(EXCERPTED DATA):
- Opening Delimiter -

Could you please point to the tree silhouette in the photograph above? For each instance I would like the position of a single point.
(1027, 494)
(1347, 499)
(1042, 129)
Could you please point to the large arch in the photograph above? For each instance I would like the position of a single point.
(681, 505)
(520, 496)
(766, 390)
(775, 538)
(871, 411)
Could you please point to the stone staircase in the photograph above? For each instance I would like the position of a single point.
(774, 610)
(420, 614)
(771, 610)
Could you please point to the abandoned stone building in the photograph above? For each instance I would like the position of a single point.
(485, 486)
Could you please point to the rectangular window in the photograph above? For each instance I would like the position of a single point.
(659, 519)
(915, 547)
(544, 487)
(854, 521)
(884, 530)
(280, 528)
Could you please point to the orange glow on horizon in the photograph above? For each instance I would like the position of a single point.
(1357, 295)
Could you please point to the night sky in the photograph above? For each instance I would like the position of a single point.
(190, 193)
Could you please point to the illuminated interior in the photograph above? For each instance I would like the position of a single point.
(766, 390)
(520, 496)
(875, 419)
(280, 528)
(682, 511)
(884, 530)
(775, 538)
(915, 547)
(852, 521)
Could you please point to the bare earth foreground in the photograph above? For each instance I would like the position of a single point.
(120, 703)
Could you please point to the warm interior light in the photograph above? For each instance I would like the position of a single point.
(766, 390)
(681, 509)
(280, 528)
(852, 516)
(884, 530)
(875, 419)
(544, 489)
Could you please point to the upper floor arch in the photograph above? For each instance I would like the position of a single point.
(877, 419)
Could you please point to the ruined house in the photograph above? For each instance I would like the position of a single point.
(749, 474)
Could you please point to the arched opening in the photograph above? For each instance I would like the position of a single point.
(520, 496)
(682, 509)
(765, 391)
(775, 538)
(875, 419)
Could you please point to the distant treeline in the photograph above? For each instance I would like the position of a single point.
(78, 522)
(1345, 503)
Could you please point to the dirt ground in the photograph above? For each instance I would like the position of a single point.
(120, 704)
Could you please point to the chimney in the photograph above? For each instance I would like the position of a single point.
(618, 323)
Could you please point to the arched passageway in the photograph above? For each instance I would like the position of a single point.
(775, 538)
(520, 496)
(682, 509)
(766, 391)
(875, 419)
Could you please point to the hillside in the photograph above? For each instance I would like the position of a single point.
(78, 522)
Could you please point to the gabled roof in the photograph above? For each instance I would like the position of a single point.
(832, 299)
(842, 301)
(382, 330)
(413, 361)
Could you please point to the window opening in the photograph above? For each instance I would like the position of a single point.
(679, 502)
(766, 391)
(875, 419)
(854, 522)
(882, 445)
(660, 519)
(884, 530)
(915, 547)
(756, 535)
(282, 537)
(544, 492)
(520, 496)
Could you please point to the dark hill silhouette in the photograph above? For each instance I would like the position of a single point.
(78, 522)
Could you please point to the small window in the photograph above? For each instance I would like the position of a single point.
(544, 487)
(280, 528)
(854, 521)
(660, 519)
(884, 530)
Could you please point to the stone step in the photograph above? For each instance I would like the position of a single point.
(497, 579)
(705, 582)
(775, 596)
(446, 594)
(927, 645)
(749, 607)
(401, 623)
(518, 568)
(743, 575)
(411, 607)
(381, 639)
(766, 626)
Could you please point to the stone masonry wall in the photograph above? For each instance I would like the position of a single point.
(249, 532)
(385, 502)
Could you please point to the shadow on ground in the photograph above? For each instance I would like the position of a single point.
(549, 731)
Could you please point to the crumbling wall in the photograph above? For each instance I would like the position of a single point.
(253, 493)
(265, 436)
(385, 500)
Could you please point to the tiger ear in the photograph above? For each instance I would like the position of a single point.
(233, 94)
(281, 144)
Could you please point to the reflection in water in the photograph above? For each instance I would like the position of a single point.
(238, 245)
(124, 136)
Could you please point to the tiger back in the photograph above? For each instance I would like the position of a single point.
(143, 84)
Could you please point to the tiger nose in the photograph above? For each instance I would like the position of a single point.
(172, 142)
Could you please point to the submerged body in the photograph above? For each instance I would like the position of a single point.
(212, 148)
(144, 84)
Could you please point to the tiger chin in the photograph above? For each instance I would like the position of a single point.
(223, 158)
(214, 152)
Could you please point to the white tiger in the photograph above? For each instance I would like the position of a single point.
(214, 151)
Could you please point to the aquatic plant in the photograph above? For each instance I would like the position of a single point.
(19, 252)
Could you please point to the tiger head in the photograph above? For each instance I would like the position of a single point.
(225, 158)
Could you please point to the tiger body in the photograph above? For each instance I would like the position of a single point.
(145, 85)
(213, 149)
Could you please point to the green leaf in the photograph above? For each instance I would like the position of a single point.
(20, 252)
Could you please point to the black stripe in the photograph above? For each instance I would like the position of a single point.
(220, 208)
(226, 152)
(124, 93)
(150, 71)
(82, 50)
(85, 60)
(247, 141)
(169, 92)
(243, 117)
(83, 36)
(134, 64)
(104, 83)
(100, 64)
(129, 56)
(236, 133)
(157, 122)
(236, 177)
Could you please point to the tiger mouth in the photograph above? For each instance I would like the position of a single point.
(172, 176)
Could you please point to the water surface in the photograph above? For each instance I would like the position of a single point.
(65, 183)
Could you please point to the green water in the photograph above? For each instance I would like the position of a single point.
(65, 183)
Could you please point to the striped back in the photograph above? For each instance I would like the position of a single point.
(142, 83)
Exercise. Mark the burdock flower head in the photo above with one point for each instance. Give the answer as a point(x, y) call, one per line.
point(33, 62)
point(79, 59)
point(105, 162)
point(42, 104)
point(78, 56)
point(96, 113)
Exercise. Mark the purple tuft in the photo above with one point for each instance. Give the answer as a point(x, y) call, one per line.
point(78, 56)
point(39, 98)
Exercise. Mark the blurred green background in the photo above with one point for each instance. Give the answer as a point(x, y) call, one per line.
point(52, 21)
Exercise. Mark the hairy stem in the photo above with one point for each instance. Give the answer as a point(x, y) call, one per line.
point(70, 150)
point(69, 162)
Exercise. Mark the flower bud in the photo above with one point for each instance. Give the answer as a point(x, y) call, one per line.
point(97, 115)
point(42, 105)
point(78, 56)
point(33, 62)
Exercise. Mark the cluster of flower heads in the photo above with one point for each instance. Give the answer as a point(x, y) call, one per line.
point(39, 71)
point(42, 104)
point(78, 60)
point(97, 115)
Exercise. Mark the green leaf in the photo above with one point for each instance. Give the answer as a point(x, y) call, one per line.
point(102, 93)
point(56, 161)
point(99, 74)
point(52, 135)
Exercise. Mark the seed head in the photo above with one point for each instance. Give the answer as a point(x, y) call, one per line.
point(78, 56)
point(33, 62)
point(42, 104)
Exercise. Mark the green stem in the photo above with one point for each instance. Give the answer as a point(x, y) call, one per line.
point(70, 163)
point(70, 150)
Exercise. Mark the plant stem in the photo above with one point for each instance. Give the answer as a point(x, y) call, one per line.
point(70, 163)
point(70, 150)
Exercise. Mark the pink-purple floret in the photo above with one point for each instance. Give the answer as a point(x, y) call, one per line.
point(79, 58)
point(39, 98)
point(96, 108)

- Closing Delimiter -

(WHAT THE EXERCISE ASKS): Each line above is to be reproduced exactly. Leave none out.

(OUTPUT FOR THIS EXERCISE):
Could you please point to the tree silhouette in the photograph above? For each instance I would like the position of a single point.
(1027, 494)
(1347, 499)
(1042, 129)
Could you please point to the large arch in the photograph above? For each instance I would like the position of a single point.
(681, 505)
(520, 496)
(766, 390)
(775, 538)
(871, 411)
Could you please point to the stone staircase in the photograph above? For each instance I would like the position of a single point.
(774, 610)
(420, 614)
(771, 610)
Could you please point to the abandoned stone building in the photograph above? For each instance I would like the position of a single point.
(485, 486)
Could you please point to the rectangular window in the photograph above? For each instance I would like the position of a single point.
(659, 519)
(915, 547)
(544, 487)
(854, 521)
(884, 530)
(280, 528)
Could you please point to the orange glow on horizon in the photograph above? For each instance I would like the position of a single point.
(1357, 295)
Could you please point to the night sky in the photograph above? For each instance I would like the position of a single point.
(190, 193)
Could you please point to the illuminated interior in the photograph above? For each instance I would like the position of a single point.
(766, 390)
(520, 496)
(875, 419)
(280, 528)
(682, 511)
(884, 530)
(775, 538)
(915, 547)
(852, 521)
Could you please point to the bare earth foreground in the photograph above? For each instance I would like the position of a single point.
(120, 703)
Could you please point to the warm interior light in the photograph above? For each instance I would like the position of a single point.
(766, 390)
(681, 509)
(280, 528)
(852, 516)
(884, 530)
(875, 419)
(544, 489)
Could you please point to the upper floor arch in the photograph above? For each instance I would like the position of a single point.
(877, 419)
Could you please point to the ruined house in the photograph above? For each instance I would like the position of a single point.
(749, 474)
Could you please point to the arched opening in the photograph above? For each instance I would like the position of a single point.
(520, 496)
(682, 509)
(765, 391)
(775, 538)
(875, 419)
Could you please point to the distant treeline in the photograph above? For each instance I would like the position of a single point.
(78, 522)
(1345, 503)
Could you please point to the dirt ground in the photograph above? For each instance I would like the position of a single point.
(120, 704)
Could you please point to the chimney in the photograph above? For each instance I would like the position of a single point.
(618, 323)
Could you please point to the arched passageway in the photograph above? For each instance I would like the position of a single point.
(775, 538)
(520, 496)
(682, 509)
(766, 391)
(875, 419)
Could you please point to the hillside in the photograph above? For each instance I would like the position of a single point.
(78, 522)
Could you please point to the gabled roof in the photograph above? For each instance I would like the position of a single point.
(832, 299)
(842, 301)
(382, 330)
(413, 361)
Could you please point to the window opening in the photograph above? For each instance I would like the position of a single point.
(679, 502)
(766, 391)
(875, 419)
(854, 522)
(882, 445)
(660, 519)
(884, 530)
(915, 547)
(756, 535)
(282, 537)
(544, 492)
(520, 496)
Could you please point to the dark hill silhouette in the photograph above? For each instance I would like the position of a single point.
(78, 522)
Could you please point to the small window in the photograph above? For each instance I would like the position of a single point.
(544, 487)
(280, 528)
(854, 521)
(660, 519)
(884, 530)
Could you please point to the stone step in the photograph above? For each instance I would like the position of a single point.
(497, 579)
(705, 582)
(775, 596)
(446, 594)
(927, 645)
(749, 607)
(401, 623)
(518, 568)
(743, 575)
(411, 607)
(381, 639)
(766, 626)
Could you please point to the stone masonry wall in the photograph above? For each instance I would like the position of a single point.
(249, 532)
(385, 502)
Could you please point to the shadow on ground in the photograph above? For each instance I would like the position of a single point.
(549, 731)
Could you please point to the crumbling wall in the photograph above? For each instance I would like the position of a single point.
(253, 493)
(265, 436)
(385, 500)
Could you please point to the tiger ear in the photograph above? For each instance I would like the position of a single point.
(233, 94)
(281, 144)
Could you please point to the reflection in water in the photograph above? For each instance I would like the position of a single point.
(238, 245)
(124, 136)
Could you please point to the tiger back in the photograph above? For each instance I would like the position of a single point.
(143, 84)
Could you please point to the tiger nose in the photograph above? For each instance I would like the position of a single point.
(172, 142)
Could you please point to the submerged body in the photograph above? For each instance I would like the position of a single point.
(212, 148)
(144, 84)
Could you please point to the tiger chin in the photograph above? For each instance I would like the position of a single point.
(223, 158)
(214, 152)
Could you please point to the white tiger in the photograph above? For each instance I would like the position of a single point.
(214, 151)
Could you please point to the aquatic plant in the photograph above? For each instance I would like the position of a single point.
(19, 252)
Could you please point to the tiger head in the photograph above? For each instance I would like the position of a single point.
(225, 158)
Could you please point to the tiger body in the photograph above? For each instance I would like the position of a single point.
(145, 85)
(213, 149)
Could you please point to the green leaf in the photograph above? For each instance I would like the position of a single point.
(20, 252)
Could you please point to the black stripe in the photograph above? For each instance I would like the position of a single point.
(220, 208)
(226, 152)
(124, 93)
(150, 71)
(82, 50)
(85, 60)
(247, 141)
(169, 92)
(243, 117)
(83, 36)
(134, 64)
(104, 83)
(100, 64)
(129, 56)
(236, 133)
(157, 122)
(236, 177)
Could you please point to the tiger mouth in the photograph above? For each instance I would like the position of a single point.
(172, 176)
Could you please point to the water surface in the photograph above? For each instance I would like the position of a single point.
(65, 183)
Could you please point to the green water in the photograph above? For each instance I would like the position of a single point.
(65, 183)
Could you please point to the striped back in the photograph above? For each instance I would like the position of a single point.
(142, 83)
Exercise. Mark the burdock flower head in the photo above with one point for each instance. Give the answer as a point(x, y) call, one per line.
point(33, 62)
point(79, 59)
point(105, 162)
point(42, 104)
point(78, 56)
point(96, 113)
Exercise. Mark the purple tuft in the photo above with one point for each instance. Give the answer as a point(x, y) call, one per line.
point(78, 56)
point(39, 98)
Exercise. Mark the blurred green background in the photo above with one point for each instance. Give the answer as a point(x, y) call, one per line.
point(52, 21)
Exercise. Mark the hairy stem in the photo above with one point for each instance. Give the answer as a point(x, y) call, one per line.
point(70, 150)
point(69, 162)
Exercise. Mark the flower bud in the photo above with one point for each instance. Give the answer as a point(x, y) call, one per line.
point(97, 115)
point(42, 105)
point(78, 56)
point(33, 62)
Exercise. Mark the cluster of flower heads in the photo above with one point for each instance. Give the answer as a point(x, y) call, one per line.
point(39, 71)
point(42, 104)
point(78, 60)
point(97, 115)
Exercise. Mark the green leaf in the photo above with one point for each instance. Give the answer as a point(x, y) call, one per line.
point(102, 93)
point(56, 161)
point(99, 74)
point(52, 135)
Exercise. Mark the seed head in the photo above with one point for each instance. Give the answer as a point(x, y) call, one per line.
point(78, 56)
point(33, 62)
point(42, 104)
Exercise. Mark the green stem in the photo above with one point for each instance. Give the answer as a point(x, y) call, one per line.
point(70, 163)
point(70, 150)
Exercise. Mark the plant stem in the photo above with one point for each instance. Give the answer as a point(x, y) call, one per line.
point(70, 163)
point(70, 150)
Exercise. Mark the pink-purple floret in the photo above with one point for each instance. Give the answer as a point(x, y) call, one per line.
point(79, 58)
point(39, 98)
point(96, 108)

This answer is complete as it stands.